Return each record exactly as it appears, so that nothing is dropped or altered.

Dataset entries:
☆ ☆ ☆

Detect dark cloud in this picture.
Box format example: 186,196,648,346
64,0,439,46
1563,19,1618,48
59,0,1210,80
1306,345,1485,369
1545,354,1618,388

☆ ☆ ☆

TASK RESPONSE
Detect dark cloud in this picture.
Box format example: 186,196,648,346
64,0,439,46
1563,19,1618,48
59,0,1210,80
1306,345,1485,369
1545,354,1618,388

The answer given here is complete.